* begin Input data *
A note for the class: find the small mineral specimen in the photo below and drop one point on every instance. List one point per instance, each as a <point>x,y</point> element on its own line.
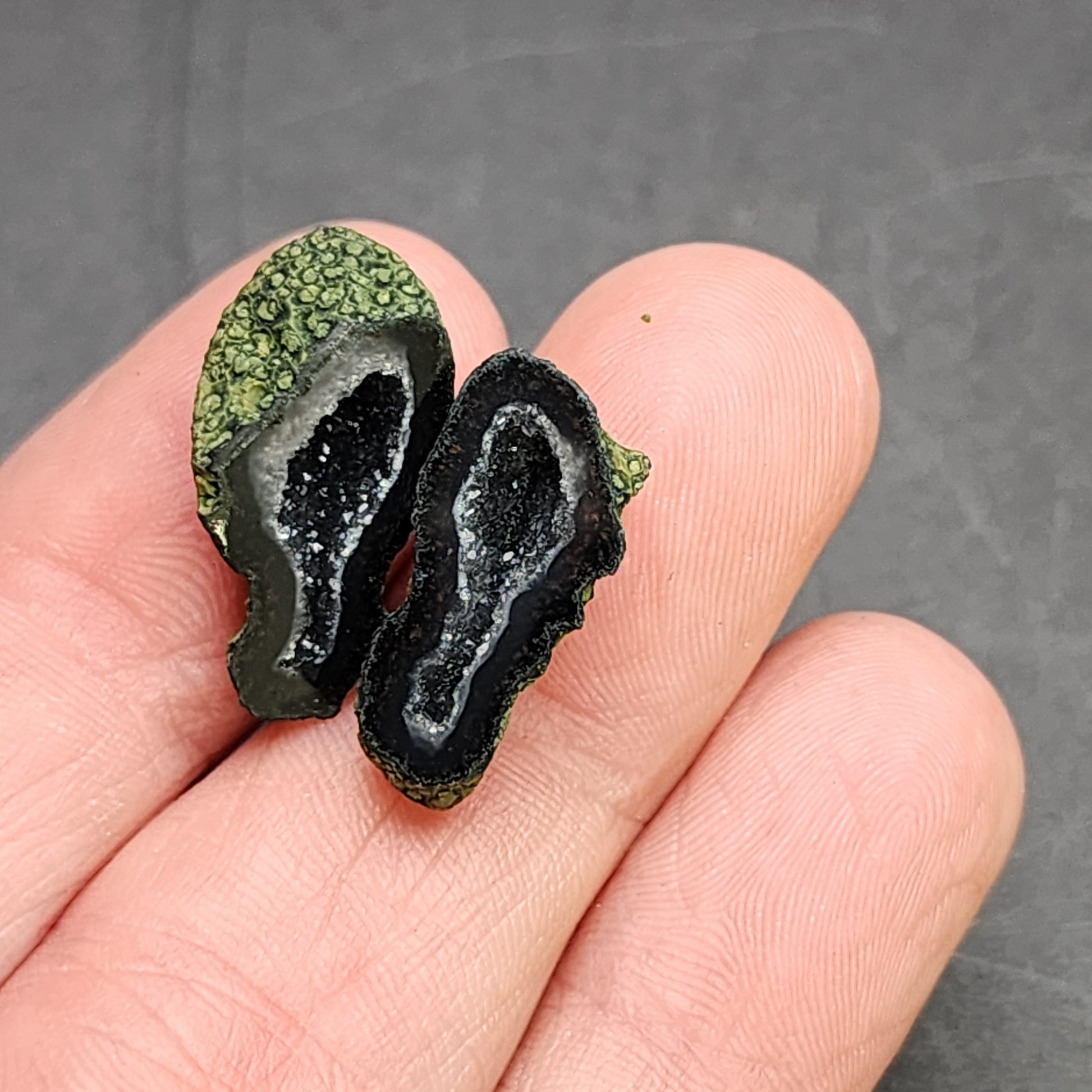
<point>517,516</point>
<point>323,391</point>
* end Input data *
* begin Input data *
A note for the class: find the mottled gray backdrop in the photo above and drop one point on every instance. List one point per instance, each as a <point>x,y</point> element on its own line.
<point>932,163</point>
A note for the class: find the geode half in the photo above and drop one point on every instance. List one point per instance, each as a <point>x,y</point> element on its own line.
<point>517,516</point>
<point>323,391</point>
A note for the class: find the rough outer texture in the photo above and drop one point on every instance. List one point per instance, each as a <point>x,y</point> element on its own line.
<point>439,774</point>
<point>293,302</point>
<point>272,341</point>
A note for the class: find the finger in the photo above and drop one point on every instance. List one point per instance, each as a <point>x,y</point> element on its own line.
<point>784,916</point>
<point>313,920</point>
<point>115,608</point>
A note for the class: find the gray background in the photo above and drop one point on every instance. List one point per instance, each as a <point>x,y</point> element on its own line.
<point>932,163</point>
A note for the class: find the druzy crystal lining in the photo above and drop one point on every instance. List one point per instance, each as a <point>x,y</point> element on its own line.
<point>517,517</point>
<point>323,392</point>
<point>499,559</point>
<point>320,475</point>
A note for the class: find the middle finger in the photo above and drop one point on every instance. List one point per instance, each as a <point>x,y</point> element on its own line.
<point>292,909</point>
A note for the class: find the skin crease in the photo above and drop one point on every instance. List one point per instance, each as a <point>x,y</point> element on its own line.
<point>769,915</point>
* end Input data *
* begin Input data *
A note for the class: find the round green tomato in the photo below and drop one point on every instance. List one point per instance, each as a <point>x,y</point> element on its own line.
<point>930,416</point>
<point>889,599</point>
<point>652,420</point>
* end Input data *
Given task →
Starting with the line that contains "A note for the class: find the druzy" and going on through the line that contains "<point>769,915</point>", output those lines as a numbered list with blank lines dropped.

Expected answer →
1. A note for the class: find the druzy crystal lining in the photo above and drop one point on every instance. List one point per instance, each as a <point>x,y</point> element on its own line.
2. <point>517,517</point>
3. <point>323,392</point>
4. <point>499,559</point>
5. <point>320,475</point>
6. A note for the class: find the middle finger in the photo above and drop one point on every instance. List one point per instance, each as a <point>x,y</point> element on its own line.
7. <point>292,909</point>
8. A note for the class: find the skin crease in the photo above and drop one point on every instance. List one point per instance, each as a <point>x,y</point> element on its own line.
9. <point>769,915</point>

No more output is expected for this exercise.